Gather every line in the records below that contains the string "xmin", and copy each one unchanged. Letter case counts when matching.

• • •

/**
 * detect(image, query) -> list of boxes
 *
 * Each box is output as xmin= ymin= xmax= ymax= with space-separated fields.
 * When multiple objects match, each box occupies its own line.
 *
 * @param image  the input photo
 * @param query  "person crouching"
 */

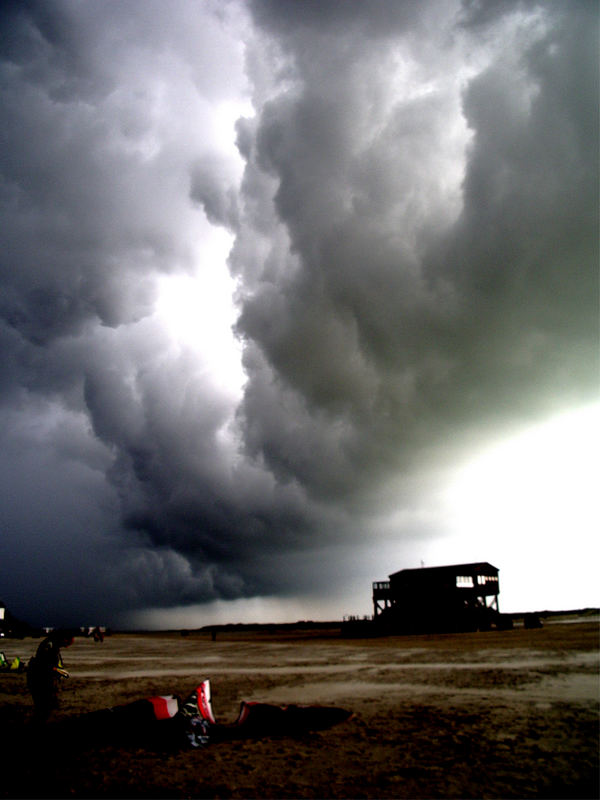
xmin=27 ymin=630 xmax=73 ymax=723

• • •

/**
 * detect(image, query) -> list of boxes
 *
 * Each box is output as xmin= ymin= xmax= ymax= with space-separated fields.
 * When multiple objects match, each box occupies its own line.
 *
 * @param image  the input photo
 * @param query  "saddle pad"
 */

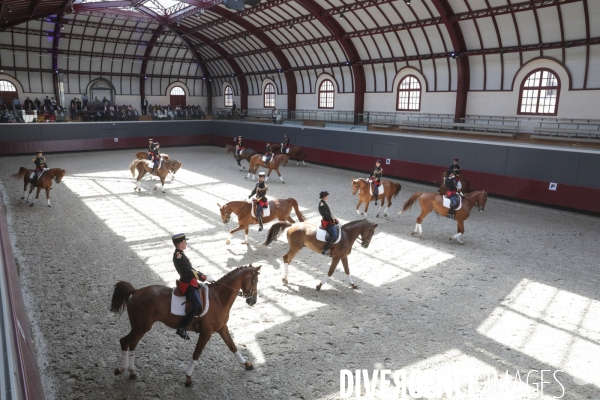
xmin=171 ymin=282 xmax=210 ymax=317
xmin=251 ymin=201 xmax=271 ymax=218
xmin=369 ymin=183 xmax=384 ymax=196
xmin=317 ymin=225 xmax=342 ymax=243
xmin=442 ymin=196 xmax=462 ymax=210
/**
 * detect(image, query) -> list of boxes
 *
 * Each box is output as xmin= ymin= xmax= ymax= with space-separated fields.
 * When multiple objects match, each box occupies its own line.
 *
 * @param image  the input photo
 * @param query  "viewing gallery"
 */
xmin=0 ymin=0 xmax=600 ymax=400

• • •

**RESPONSE TO THE EXERCISE**
 * Each box is output as xmin= ymin= xmax= ymax= with space-separated fields.
xmin=27 ymin=630 xmax=73 ymax=723
 * Each box is output as xmin= ymin= xmax= ymax= with space-separated fields.
xmin=171 ymin=282 xmax=210 ymax=317
xmin=251 ymin=201 xmax=271 ymax=218
xmin=369 ymin=183 xmax=384 ymax=196
xmin=317 ymin=225 xmax=342 ymax=243
xmin=442 ymin=196 xmax=462 ymax=210
 * Each box is output as xmin= ymin= xmax= ymax= with space-separated fields.
xmin=0 ymin=0 xmax=600 ymax=400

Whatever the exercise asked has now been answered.